Monday, August 28, 2006

less really is more.

Life is so much better without drama.

I wouldn't say I was completely productive this weekend, but I would say that I got a lot of stuff done with a few hours of leisure in between. The first week of class is always hectic for me. For some reason, this last week was abnormally stressful. The classwork is building up already. yikes! I need to keep on top of my game.

The downside is that I haven't really gotten the chance to run. Complications always arise. This week. This week I say. I'll run the beartrail.

Life is so much better lately. I'm more peaceful, more calm about life. I think I've given up on taking control. Giving my life to God is a much better option.

Wednesday, August 16, 2006

My Quirk

If i had a thing that i do, it would be...stating the obvious.

Thursday, August 10, 2006

Boy Meets World.

After finals, I decided to numb my brain as I usually do after tests. I watched Boy Meets World. It's the show that I grew up watching. How sad. The show I grew up watching. It's as if my adolescence was so long ago. Anyway, the episode was the one where Corey and Topanga decided to see other people. Corey saw Topanga kiss another guy (Shane West - yumm). He told Topanga how it hurt him to see her kiss another guy only two weeks after they broke up. She didn't know what to say. Corey suggested that they might as well not be friends anymore and stormed off.

◆ **Stated task**:
Can you pick up the blog entries after their last sentence and keep them going? You won't need the material that comes next.

◆ **Dataset content**:

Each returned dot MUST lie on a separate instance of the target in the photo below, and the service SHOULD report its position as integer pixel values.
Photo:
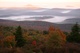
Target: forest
(54, 40)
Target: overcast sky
(40, 3)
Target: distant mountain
(73, 12)
(37, 25)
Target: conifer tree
(75, 35)
(20, 41)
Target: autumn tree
(74, 35)
(20, 41)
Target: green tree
(74, 35)
(20, 41)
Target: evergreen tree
(74, 35)
(20, 41)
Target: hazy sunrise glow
(41, 3)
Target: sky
(40, 3)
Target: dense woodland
(20, 40)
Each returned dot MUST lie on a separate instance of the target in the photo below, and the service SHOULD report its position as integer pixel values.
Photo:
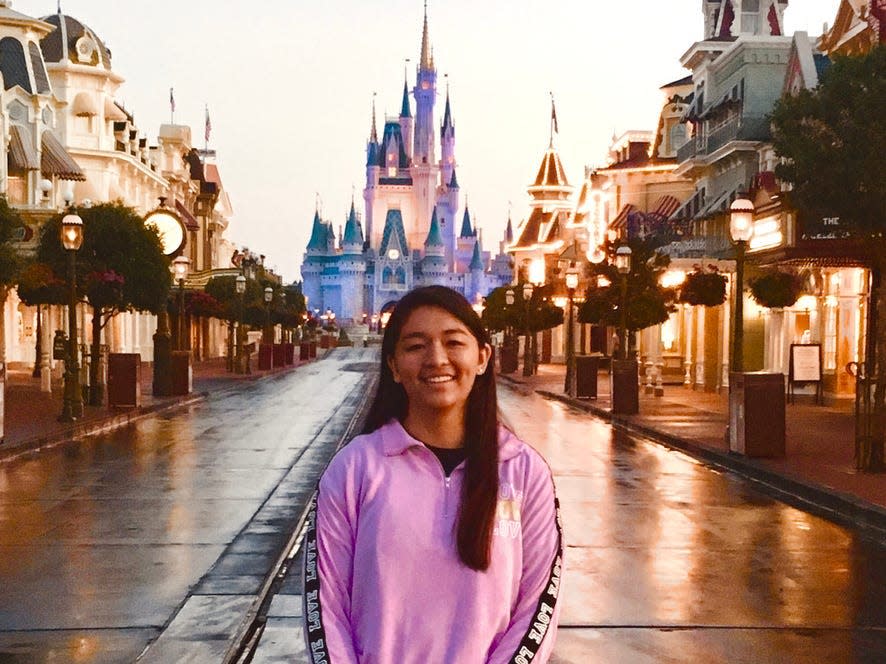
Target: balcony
(738, 128)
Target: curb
(93, 426)
(836, 506)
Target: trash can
(278, 355)
(757, 414)
(508, 362)
(124, 379)
(265, 357)
(586, 368)
(625, 387)
(182, 377)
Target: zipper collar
(396, 440)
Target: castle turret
(406, 121)
(425, 93)
(447, 147)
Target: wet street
(667, 559)
(101, 540)
(670, 561)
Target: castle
(412, 204)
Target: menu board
(805, 363)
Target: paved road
(670, 561)
(101, 541)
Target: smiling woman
(435, 535)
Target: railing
(869, 430)
(738, 128)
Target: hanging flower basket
(776, 289)
(704, 288)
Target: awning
(621, 219)
(84, 105)
(190, 222)
(665, 206)
(22, 156)
(114, 112)
(55, 160)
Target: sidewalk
(31, 416)
(818, 470)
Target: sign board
(805, 367)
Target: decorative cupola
(434, 245)
(466, 229)
(317, 243)
(352, 242)
(476, 259)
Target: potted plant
(703, 287)
(776, 289)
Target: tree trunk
(96, 384)
(871, 447)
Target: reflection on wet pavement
(671, 561)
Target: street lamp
(527, 353)
(72, 240)
(741, 228)
(269, 295)
(571, 285)
(623, 265)
(180, 268)
(240, 288)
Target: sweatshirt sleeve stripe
(315, 633)
(547, 602)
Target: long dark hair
(480, 489)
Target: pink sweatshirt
(383, 580)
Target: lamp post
(623, 265)
(240, 287)
(741, 228)
(527, 352)
(269, 295)
(180, 268)
(72, 240)
(625, 383)
(571, 285)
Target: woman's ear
(393, 367)
(485, 355)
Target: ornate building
(412, 202)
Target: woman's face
(436, 360)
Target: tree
(647, 303)
(10, 262)
(120, 267)
(831, 141)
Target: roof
(405, 111)
(353, 233)
(540, 228)
(22, 155)
(318, 234)
(189, 220)
(394, 234)
(71, 40)
(476, 260)
(550, 172)
(435, 237)
(466, 229)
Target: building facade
(414, 230)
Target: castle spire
(373, 136)
(427, 57)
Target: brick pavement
(31, 416)
(818, 469)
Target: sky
(289, 86)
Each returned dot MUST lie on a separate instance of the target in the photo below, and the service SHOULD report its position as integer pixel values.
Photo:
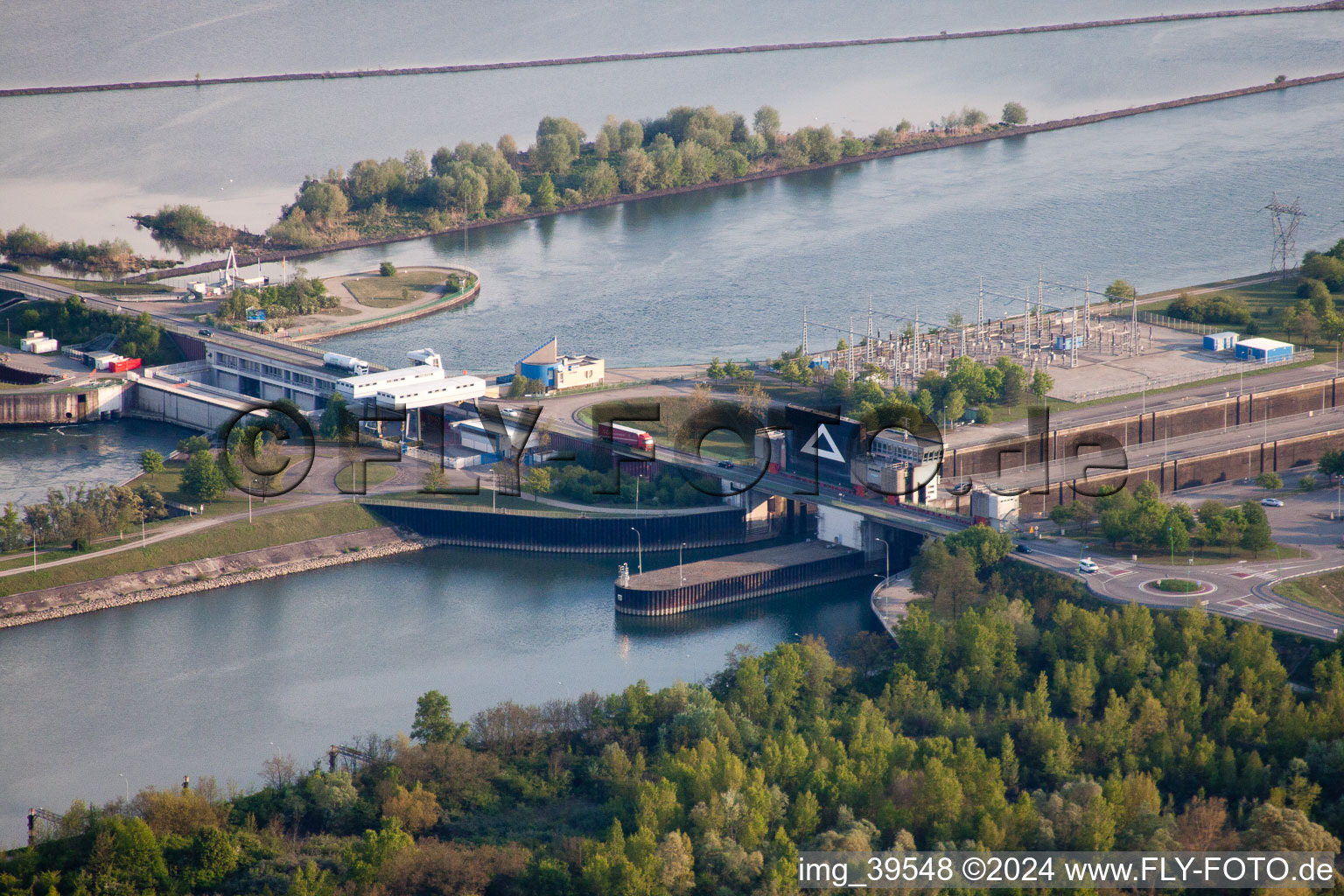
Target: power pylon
(1284, 220)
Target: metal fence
(1175, 323)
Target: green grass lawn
(170, 485)
(522, 504)
(1211, 555)
(386, 291)
(1324, 592)
(24, 557)
(1265, 301)
(230, 537)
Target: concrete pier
(709, 584)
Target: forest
(1020, 717)
(73, 323)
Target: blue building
(561, 371)
(1264, 351)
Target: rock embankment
(202, 575)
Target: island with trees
(564, 168)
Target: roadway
(241, 340)
(1239, 590)
(1242, 590)
(1096, 414)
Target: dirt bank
(215, 572)
(667, 54)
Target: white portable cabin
(409, 396)
(426, 356)
(356, 388)
(38, 343)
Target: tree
(599, 182)
(538, 481)
(434, 479)
(984, 546)
(1331, 462)
(150, 461)
(632, 135)
(636, 170)
(1042, 383)
(1120, 291)
(202, 479)
(1013, 379)
(433, 722)
(1256, 535)
(1015, 115)
(956, 406)
(558, 144)
(544, 196)
(766, 124)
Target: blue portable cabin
(1264, 351)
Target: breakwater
(202, 575)
(905, 150)
(663, 54)
(564, 532)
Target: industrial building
(444, 389)
(1264, 349)
(898, 444)
(996, 511)
(558, 371)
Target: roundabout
(1179, 587)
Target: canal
(215, 682)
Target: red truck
(626, 436)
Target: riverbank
(664, 54)
(905, 150)
(202, 575)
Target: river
(215, 682)
(37, 458)
(207, 682)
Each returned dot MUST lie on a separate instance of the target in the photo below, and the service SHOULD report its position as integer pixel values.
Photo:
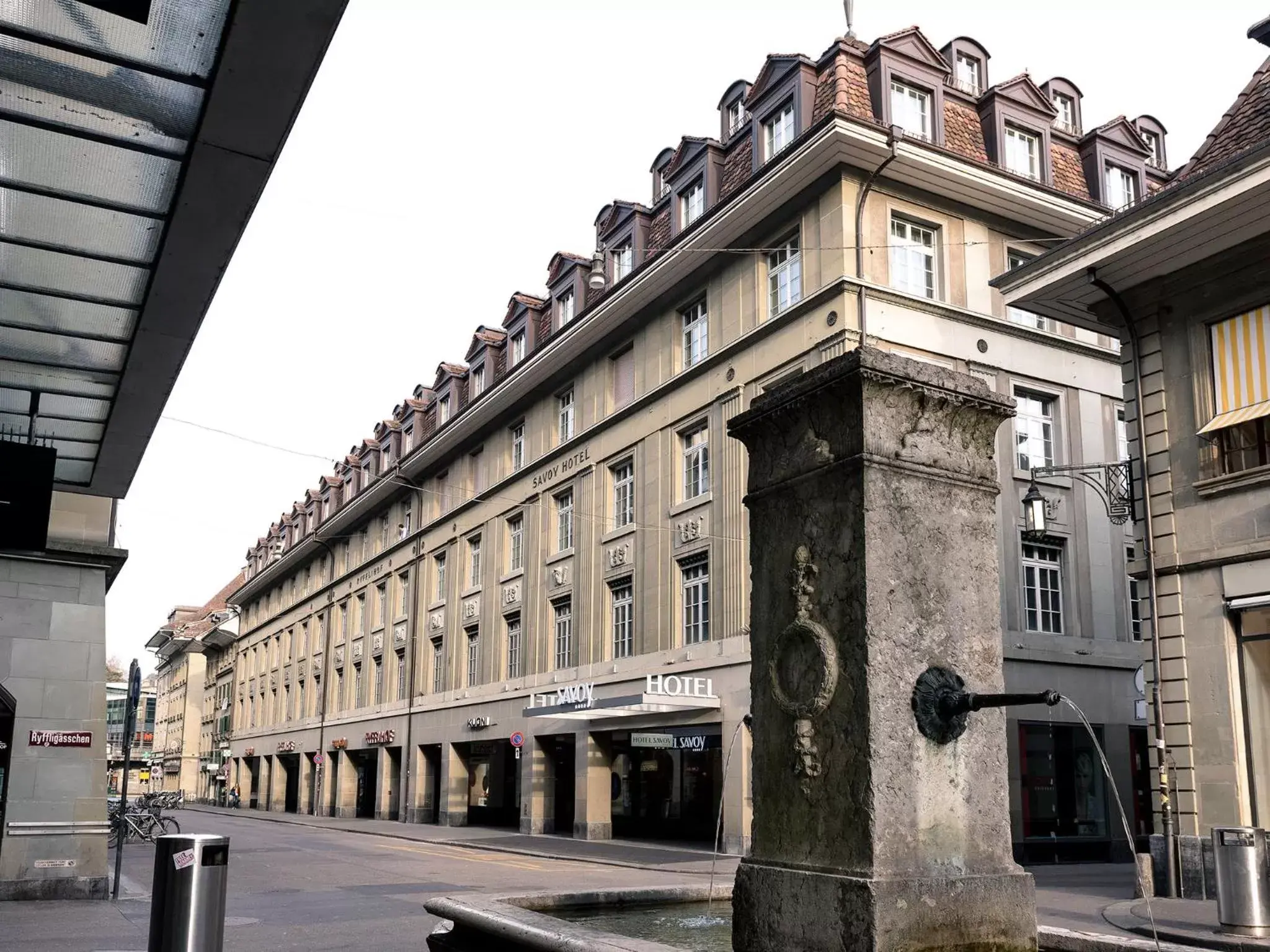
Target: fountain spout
(941, 703)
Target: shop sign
(61, 739)
(677, 685)
(579, 696)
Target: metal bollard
(1242, 880)
(187, 912)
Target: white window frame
(910, 106)
(693, 203)
(779, 131)
(695, 454)
(564, 415)
(624, 491)
(696, 333)
(1043, 588)
(562, 614)
(784, 276)
(623, 597)
(564, 521)
(695, 591)
(1020, 139)
(913, 249)
(1036, 413)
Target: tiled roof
(1245, 125)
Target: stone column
(453, 810)
(538, 780)
(874, 557)
(593, 800)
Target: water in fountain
(1124, 818)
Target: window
(1122, 187)
(564, 633)
(515, 544)
(693, 203)
(437, 669)
(564, 309)
(564, 409)
(779, 131)
(1034, 430)
(696, 601)
(695, 333)
(513, 648)
(1018, 315)
(1134, 601)
(473, 656)
(696, 461)
(784, 276)
(624, 260)
(623, 617)
(564, 521)
(1122, 436)
(968, 76)
(912, 258)
(517, 446)
(624, 493)
(1043, 589)
(1066, 118)
(474, 563)
(1023, 152)
(911, 110)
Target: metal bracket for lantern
(941, 703)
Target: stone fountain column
(874, 557)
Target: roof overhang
(1185, 224)
(832, 146)
(131, 157)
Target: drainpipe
(1148, 536)
(861, 293)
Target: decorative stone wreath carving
(807, 763)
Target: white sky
(446, 150)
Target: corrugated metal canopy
(110, 134)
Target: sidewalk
(615, 852)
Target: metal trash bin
(187, 912)
(1242, 880)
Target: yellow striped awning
(1241, 368)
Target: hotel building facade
(548, 545)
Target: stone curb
(1122, 915)
(458, 844)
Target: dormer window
(1066, 107)
(969, 74)
(693, 203)
(1023, 152)
(1156, 146)
(779, 131)
(911, 110)
(1122, 187)
(624, 260)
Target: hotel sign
(61, 739)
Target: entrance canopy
(133, 152)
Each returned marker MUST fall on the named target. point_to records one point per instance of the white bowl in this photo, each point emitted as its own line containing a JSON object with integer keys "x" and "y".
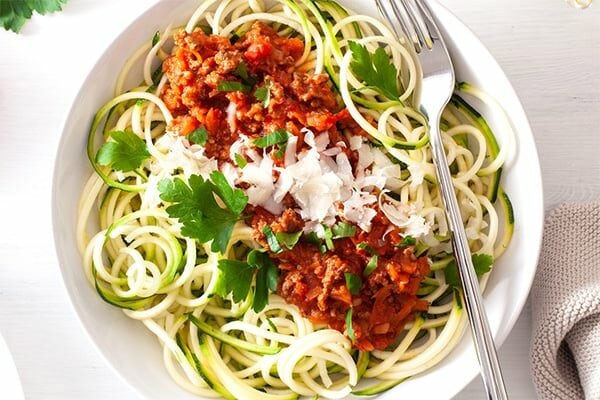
{"x": 134, "y": 352}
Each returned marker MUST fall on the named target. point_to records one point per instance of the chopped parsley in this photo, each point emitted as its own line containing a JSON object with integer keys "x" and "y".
{"x": 232, "y": 86}
{"x": 481, "y": 262}
{"x": 288, "y": 240}
{"x": 235, "y": 277}
{"x": 353, "y": 282}
{"x": 408, "y": 241}
{"x": 199, "y": 136}
{"x": 371, "y": 265}
{"x": 272, "y": 239}
{"x": 195, "y": 206}
{"x": 240, "y": 160}
{"x": 14, "y": 13}
{"x": 125, "y": 152}
{"x": 279, "y": 136}
{"x": 375, "y": 69}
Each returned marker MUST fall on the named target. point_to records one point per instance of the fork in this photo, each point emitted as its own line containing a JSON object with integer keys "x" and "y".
{"x": 417, "y": 23}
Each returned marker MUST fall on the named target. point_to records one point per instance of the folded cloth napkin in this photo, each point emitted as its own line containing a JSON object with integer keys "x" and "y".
{"x": 565, "y": 350}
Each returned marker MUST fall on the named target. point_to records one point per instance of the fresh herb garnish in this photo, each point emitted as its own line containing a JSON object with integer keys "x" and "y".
{"x": 371, "y": 265}
{"x": 198, "y": 136}
{"x": 263, "y": 94}
{"x": 343, "y": 229}
{"x": 240, "y": 160}
{"x": 155, "y": 38}
{"x": 408, "y": 241}
{"x": 328, "y": 237}
{"x": 232, "y": 86}
{"x": 375, "y": 69}
{"x": 272, "y": 239}
{"x": 14, "y": 13}
{"x": 349, "y": 329}
{"x": 481, "y": 262}
{"x": 288, "y": 240}
{"x": 279, "y": 136}
{"x": 125, "y": 152}
{"x": 196, "y": 207}
{"x": 353, "y": 282}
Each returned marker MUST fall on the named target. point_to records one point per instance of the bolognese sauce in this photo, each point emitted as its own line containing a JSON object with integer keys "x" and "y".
{"x": 212, "y": 83}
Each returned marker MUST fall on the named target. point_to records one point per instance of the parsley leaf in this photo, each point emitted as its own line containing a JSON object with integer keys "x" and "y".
{"x": 481, "y": 262}
{"x": 276, "y": 137}
{"x": 349, "y": 329}
{"x": 408, "y": 241}
{"x": 126, "y": 152}
{"x": 272, "y": 239}
{"x": 371, "y": 265}
{"x": 375, "y": 69}
{"x": 353, "y": 282}
{"x": 232, "y": 86}
{"x": 14, "y": 13}
{"x": 197, "y": 209}
{"x": 343, "y": 229}
{"x": 288, "y": 240}
{"x": 235, "y": 277}
{"x": 240, "y": 160}
{"x": 198, "y": 136}
{"x": 266, "y": 278}
{"x": 263, "y": 94}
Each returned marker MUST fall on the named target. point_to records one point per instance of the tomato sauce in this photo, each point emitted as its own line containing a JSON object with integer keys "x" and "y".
{"x": 310, "y": 278}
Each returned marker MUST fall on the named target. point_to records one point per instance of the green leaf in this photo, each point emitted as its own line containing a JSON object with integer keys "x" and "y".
{"x": 235, "y": 277}
{"x": 288, "y": 240}
{"x": 14, "y": 13}
{"x": 196, "y": 208}
{"x": 481, "y": 262}
{"x": 328, "y": 237}
{"x": 272, "y": 239}
{"x": 263, "y": 94}
{"x": 408, "y": 241}
{"x": 343, "y": 229}
{"x": 276, "y": 137}
{"x": 371, "y": 265}
{"x": 198, "y": 136}
{"x": 353, "y": 282}
{"x": 266, "y": 278}
{"x": 349, "y": 328}
{"x": 232, "y": 86}
{"x": 125, "y": 152}
{"x": 375, "y": 69}
{"x": 240, "y": 160}
{"x": 155, "y": 38}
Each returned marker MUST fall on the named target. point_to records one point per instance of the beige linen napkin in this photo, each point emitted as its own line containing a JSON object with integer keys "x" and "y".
{"x": 565, "y": 351}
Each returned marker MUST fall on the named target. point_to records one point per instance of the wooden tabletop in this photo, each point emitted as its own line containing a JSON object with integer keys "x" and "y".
{"x": 550, "y": 52}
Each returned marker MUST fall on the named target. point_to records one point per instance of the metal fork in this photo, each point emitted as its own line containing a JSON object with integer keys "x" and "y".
{"x": 416, "y": 21}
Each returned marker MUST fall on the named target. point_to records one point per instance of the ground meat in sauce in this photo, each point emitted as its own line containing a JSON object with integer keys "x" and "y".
{"x": 310, "y": 279}
{"x": 315, "y": 281}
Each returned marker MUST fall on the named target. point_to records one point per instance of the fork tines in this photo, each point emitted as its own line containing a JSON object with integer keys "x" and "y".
{"x": 409, "y": 16}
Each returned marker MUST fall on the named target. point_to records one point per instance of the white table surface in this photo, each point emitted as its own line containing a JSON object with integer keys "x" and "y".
{"x": 550, "y": 52}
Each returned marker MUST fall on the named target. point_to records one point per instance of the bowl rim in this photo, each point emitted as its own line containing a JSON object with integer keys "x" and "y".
{"x": 446, "y": 15}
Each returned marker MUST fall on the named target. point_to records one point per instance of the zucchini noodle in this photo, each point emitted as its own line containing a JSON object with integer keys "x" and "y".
{"x": 136, "y": 257}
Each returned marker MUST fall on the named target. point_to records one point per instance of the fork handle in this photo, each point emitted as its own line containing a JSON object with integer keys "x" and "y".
{"x": 484, "y": 344}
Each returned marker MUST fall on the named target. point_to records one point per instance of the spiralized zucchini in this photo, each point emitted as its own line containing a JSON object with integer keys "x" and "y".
{"x": 137, "y": 259}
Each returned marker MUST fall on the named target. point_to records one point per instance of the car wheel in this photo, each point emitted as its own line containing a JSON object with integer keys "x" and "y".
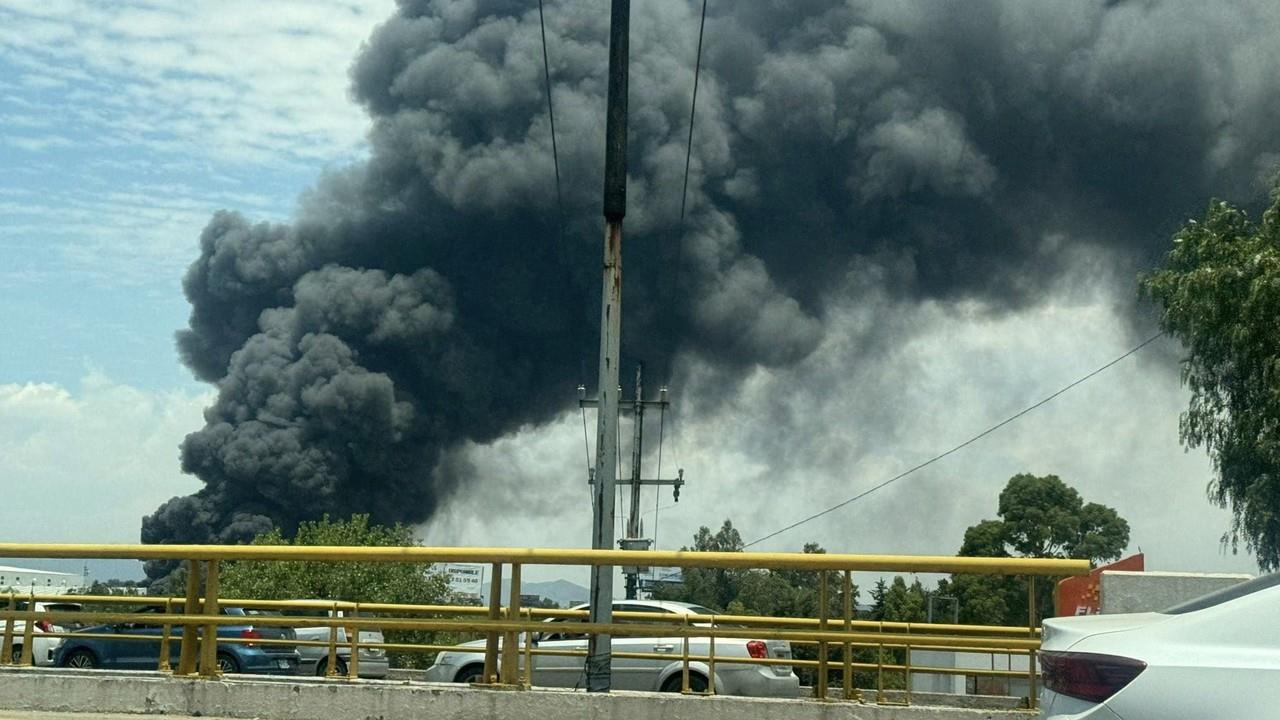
{"x": 675, "y": 683}
{"x": 470, "y": 674}
{"x": 81, "y": 660}
{"x": 227, "y": 662}
{"x": 339, "y": 666}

◆ **Exercise response**:
I would be Corey in this case.

I think that's what I do. I shut people out once I've realized that they've hurt me. But isn't that normal? Doesn't that happen to everybody? I dunno. I've done it to a handful of people in my life, a few being family.

The episode also made me think about relationships. Is it really possible to be friends after you've gone out with someone and broke up with them after awhile?

Of course, by the end of the episode, they were friends again. But that didn't happen to me. My once friends, I no longer even keep in touch with. Maybe that's the difference between reality and television. Things don't always work out.

I broke down today. It feels liberating, but also saddens me.

Wednesday, August 09, 2006

Taking a little break never hurt anyone.

TWO FINALS TOMORROW...OR IN A COUPLE OF HOURS...

I realized that I am really far-sighted today. I also realized that I'm more like my dad than my mom.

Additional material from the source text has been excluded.